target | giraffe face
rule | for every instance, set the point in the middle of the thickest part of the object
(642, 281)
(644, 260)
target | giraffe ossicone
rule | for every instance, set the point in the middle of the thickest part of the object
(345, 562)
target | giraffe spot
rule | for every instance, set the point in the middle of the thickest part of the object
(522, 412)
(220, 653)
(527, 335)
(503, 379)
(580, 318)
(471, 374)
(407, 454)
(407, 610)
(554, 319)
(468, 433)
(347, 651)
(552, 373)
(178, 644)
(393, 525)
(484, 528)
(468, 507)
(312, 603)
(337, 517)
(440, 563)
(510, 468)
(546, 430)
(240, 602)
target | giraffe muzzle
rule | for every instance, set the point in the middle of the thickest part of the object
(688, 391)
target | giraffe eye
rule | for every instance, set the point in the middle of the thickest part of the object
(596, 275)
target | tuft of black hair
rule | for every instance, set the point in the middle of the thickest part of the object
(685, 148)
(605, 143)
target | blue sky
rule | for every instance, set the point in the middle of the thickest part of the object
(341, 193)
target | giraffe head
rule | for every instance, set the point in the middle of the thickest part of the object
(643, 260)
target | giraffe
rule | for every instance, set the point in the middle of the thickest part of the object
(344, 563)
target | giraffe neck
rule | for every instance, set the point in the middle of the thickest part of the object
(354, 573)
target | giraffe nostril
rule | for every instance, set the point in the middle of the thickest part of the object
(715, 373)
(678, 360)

=-=-=

▶ _Description of the task_
Render every line of the data above as a JSON array of strings, one string per line, leaving out any blank lines.

▶ _Exercise output_
[
  "target | giraffe face",
  "rule | for every instance, set the point in the middle of the thickest part of the object",
  "(642, 281)",
  "(644, 260)",
  "target | giraffe ossicone",
  "rule | for every instance, set the point in the middle of the thickest part of the object",
  "(345, 562)",
  "target | giraffe spot",
  "rule | for every instance, set the point in the middle of the thickest part of the object",
  "(522, 412)",
  "(220, 653)",
  "(527, 335)",
  "(503, 379)",
  "(580, 318)",
  "(471, 374)",
  "(407, 454)",
  "(407, 610)",
  "(554, 319)",
  "(468, 433)",
  "(347, 651)",
  "(552, 373)",
  "(178, 644)",
  "(393, 525)",
  "(484, 528)",
  "(468, 507)",
  "(312, 603)",
  "(337, 517)",
  "(440, 563)",
  "(510, 468)",
  "(546, 430)",
  "(240, 602)",
  "target | giraffe muzzle",
  "rule | for every instance, set the point in the middle of the thickest part of the object",
  "(688, 391)",
  "target | giraffe eye",
  "rule | for every instance, set the point in the middle of the thickest part of the object",
  "(596, 275)",
  "target | tuft of black hair",
  "rule | for every instance, set the point in the middle of the thickest part of the object",
  "(685, 148)",
  "(605, 143)",
  "target | blue sky",
  "rule | for every instance, set the point in the middle of the thickest part of the object",
  "(341, 193)",
  "target | giraffe head",
  "rule | for every instance, set the point in the middle of the thickest part of the object",
  "(643, 260)",
  "target | giraffe",
  "rule | for every instance, set the point in the middle of the thickest part of the object",
  "(344, 563)",
  "target | giraffe neck",
  "rule | for every instance, set the point in the middle of the thickest part of the object",
  "(354, 573)",
  "target | giraffe nostril",
  "rule | for every instance, set the point in the middle of the thickest part of the object",
  "(715, 373)",
  "(678, 360)"
]